◆ WHAT NEEDS TO BE DONE
Reproduce the rows below word for word, from the line containing "Mark the driveway" through the final line, with both ends included.

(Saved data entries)
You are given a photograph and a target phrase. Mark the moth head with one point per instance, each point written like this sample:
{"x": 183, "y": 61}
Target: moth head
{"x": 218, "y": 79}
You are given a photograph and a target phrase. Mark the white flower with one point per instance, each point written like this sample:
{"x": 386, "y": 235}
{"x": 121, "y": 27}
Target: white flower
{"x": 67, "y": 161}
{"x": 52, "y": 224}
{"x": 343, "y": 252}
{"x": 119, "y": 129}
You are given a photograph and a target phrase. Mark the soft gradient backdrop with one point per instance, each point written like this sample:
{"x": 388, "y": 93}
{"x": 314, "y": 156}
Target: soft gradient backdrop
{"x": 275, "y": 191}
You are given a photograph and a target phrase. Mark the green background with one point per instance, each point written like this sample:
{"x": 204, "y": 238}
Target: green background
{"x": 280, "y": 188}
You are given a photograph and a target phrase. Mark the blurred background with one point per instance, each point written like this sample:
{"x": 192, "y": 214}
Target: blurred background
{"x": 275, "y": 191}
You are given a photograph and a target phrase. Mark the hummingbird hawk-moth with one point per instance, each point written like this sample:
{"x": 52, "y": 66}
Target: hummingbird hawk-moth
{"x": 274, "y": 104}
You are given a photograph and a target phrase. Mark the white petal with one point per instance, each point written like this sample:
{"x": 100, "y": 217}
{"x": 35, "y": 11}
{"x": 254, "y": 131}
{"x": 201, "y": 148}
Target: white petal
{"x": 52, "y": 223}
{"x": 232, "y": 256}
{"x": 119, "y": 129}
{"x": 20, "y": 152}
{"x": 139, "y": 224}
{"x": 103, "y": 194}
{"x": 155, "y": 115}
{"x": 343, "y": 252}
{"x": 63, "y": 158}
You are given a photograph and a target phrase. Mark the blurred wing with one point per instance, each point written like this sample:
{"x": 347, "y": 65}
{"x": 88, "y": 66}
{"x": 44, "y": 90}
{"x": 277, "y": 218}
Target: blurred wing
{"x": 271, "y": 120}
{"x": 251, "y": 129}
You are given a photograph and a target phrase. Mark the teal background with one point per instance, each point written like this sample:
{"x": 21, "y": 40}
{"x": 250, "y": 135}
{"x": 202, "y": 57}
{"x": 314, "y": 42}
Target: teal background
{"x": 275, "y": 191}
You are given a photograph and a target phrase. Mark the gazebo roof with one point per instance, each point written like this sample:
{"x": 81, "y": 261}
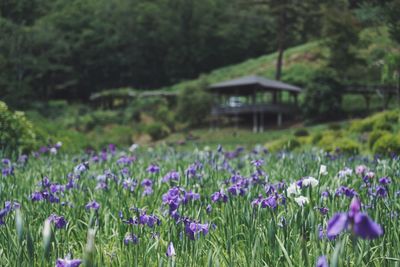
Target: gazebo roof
{"x": 247, "y": 84}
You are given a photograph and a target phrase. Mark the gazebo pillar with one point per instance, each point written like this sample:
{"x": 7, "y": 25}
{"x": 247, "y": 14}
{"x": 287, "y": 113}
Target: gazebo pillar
{"x": 253, "y": 102}
{"x": 279, "y": 119}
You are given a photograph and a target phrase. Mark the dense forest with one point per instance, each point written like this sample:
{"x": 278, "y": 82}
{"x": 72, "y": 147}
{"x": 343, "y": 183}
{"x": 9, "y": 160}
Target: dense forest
{"x": 69, "y": 49}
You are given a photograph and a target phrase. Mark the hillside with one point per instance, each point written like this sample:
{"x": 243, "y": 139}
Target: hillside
{"x": 299, "y": 62}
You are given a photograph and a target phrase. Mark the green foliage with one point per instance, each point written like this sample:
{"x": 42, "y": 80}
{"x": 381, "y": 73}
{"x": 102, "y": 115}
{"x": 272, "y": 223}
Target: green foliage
{"x": 379, "y": 121}
{"x": 374, "y": 136}
{"x": 157, "y": 130}
{"x": 285, "y": 144}
{"x": 339, "y": 145}
{"x": 301, "y": 132}
{"x": 194, "y": 104}
{"x": 387, "y": 144}
{"x": 341, "y": 29}
{"x": 392, "y": 16}
{"x": 17, "y": 133}
{"x": 322, "y": 100}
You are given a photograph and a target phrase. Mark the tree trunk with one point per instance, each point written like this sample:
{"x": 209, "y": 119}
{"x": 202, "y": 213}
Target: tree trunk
{"x": 278, "y": 72}
{"x": 281, "y": 44}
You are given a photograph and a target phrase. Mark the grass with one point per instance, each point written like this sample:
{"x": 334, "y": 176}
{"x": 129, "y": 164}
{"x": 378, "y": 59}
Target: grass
{"x": 300, "y": 62}
{"x": 240, "y": 234}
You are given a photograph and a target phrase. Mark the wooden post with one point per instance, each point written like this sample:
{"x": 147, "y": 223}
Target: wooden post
{"x": 255, "y": 126}
{"x": 367, "y": 98}
{"x": 279, "y": 119}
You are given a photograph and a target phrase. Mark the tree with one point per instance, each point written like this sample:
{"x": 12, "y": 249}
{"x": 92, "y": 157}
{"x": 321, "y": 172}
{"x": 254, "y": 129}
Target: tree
{"x": 341, "y": 31}
{"x": 323, "y": 97}
{"x": 290, "y": 16}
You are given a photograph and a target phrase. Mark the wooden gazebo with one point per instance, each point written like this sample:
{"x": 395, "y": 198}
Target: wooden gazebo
{"x": 256, "y": 96}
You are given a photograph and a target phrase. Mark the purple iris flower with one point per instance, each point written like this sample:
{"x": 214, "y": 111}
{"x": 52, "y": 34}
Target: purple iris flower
{"x": 37, "y": 196}
{"x": 8, "y": 207}
{"x": 149, "y": 220}
{"x": 68, "y": 262}
{"x": 172, "y": 198}
{"x": 131, "y": 239}
{"x": 55, "y": 188}
{"x": 129, "y": 184}
{"x": 323, "y": 210}
{"x": 325, "y": 194}
{"x": 360, "y": 224}
{"x": 190, "y": 196}
{"x": 170, "y": 250}
{"x": 59, "y": 221}
{"x": 147, "y": 182}
{"x": 148, "y": 190}
{"x": 348, "y": 192}
{"x": 270, "y": 202}
{"x": 112, "y": 148}
{"x": 194, "y": 229}
{"x": 93, "y": 205}
{"x": 101, "y": 186}
{"x": 209, "y": 209}
{"x": 191, "y": 171}
{"x": 153, "y": 168}
{"x": 237, "y": 190}
{"x": 219, "y": 196}
{"x": 81, "y": 168}
{"x": 125, "y": 160}
{"x": 385, "y": 180}
{"x": 257, "y": 163}
{"x": 172, "y": 175}
{"x": 381, "y": 191}
{"x": 322, "y": 262}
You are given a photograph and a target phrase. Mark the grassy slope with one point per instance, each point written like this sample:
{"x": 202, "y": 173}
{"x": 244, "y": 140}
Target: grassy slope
{"x": 301, "y": 61}
{"x": 308, "y": 55}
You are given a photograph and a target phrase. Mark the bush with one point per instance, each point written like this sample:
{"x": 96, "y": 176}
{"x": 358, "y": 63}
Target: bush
{"x": 301, "y": 132}
{"x": 374, "y": 136}
{"x": 387, "y": 144}
{"x": 96, "y": 118}
{"x": 379, "y": 121}
{"x": 194, "y": 105}
{"x": 383, "y": 125}
{"x": 342, "y": 145}
{"x": 283, "y": 145}
{"x": 157, "y": 130}
{"x": 323, "y": 96}
{"x": 334, "y": 126}
{"x": 17, "y": 133}
{"x": 361, "y": 126}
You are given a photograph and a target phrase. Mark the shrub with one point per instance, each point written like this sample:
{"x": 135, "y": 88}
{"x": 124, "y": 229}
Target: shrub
{"x": 334, "y": 126}
{"x": 323, "y": 96}
{"x": 194, "y": 105}
{"x": 283, "y": 145}
{"x": 374, "y": 136}
{"x": 361, "y": 126}
{"x": 383, "y": 125}
{"x": 342, "y": 145}
{"x": 387, "y": 144}
{"x": 379, "y": 121}
{"x": 157, "y": 130}
{"x": 301, "y": 132}
{"x": 17, "y": 133}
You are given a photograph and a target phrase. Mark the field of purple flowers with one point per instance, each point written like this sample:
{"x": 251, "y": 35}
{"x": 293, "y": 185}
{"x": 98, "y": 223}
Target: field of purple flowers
{"x": 211, "y": 207}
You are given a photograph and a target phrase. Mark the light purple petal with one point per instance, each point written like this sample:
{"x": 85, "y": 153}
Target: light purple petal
{"x": 365, "y": 227}
{"x": 337, "y": 224}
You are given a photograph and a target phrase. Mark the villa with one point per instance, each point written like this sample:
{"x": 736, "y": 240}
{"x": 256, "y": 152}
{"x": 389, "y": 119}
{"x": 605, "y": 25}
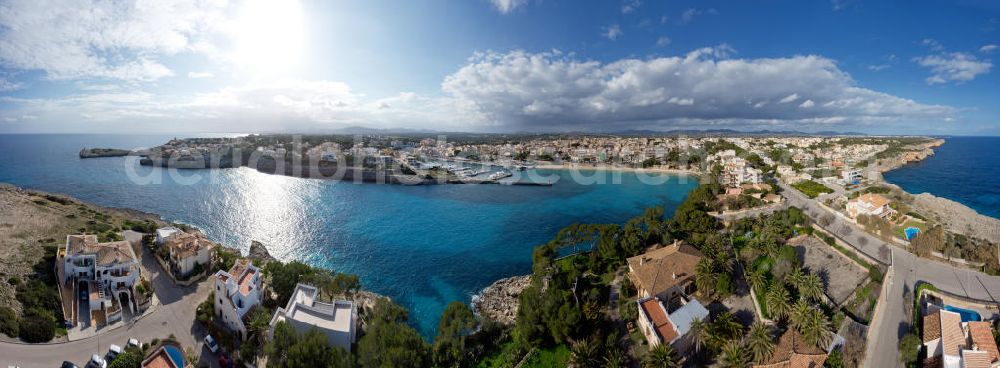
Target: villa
{"x": 791, "y": 352}
{"x": 107, "y": 270}
{"x": 660, "y": 327}
{"x": 336, "y": 320}
{"x": 869, "y": 204}
{"x": 952, "y": 343}
{"x": 236, "y": 293}
{"x": 187, "y": 251}
{"x": 665, "y": 273}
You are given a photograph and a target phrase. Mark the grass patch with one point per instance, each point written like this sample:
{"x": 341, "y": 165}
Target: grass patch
{"x": 811, "y": 188}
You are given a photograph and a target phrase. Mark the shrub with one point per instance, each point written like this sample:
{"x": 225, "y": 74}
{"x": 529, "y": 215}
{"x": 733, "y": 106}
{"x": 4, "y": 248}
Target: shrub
{"x": 37, "y": 327}
{"x": 8, "y": 322}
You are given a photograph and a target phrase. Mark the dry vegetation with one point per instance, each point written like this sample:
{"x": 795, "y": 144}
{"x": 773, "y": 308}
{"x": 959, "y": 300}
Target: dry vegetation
{"x": 30, "y": 221}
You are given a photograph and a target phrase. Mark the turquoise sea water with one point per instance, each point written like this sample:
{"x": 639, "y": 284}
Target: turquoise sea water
{"x": 964, "y": 169}
{"x": 424, "y": 246}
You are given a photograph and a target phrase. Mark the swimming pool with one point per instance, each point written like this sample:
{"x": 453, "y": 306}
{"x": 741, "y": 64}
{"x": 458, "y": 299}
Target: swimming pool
{"x": 967, "y": 314}
{"x": 175, "y": 355}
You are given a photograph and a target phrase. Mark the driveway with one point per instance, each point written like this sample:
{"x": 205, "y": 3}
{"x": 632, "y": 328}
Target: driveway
{"x": 175, "y": 315}
{"x": 906, "y": 270}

◆ EXERCISE OUTPUT
You are given a photograph and a target phrase. Mark the driveway with one point per instance, each point written like this sample:
{"x": 205, "y": 3}
{"x": 632, "y": 328}
Target: driveway
{"x": 175, "y": 315}
{"x": 906, "y": 270}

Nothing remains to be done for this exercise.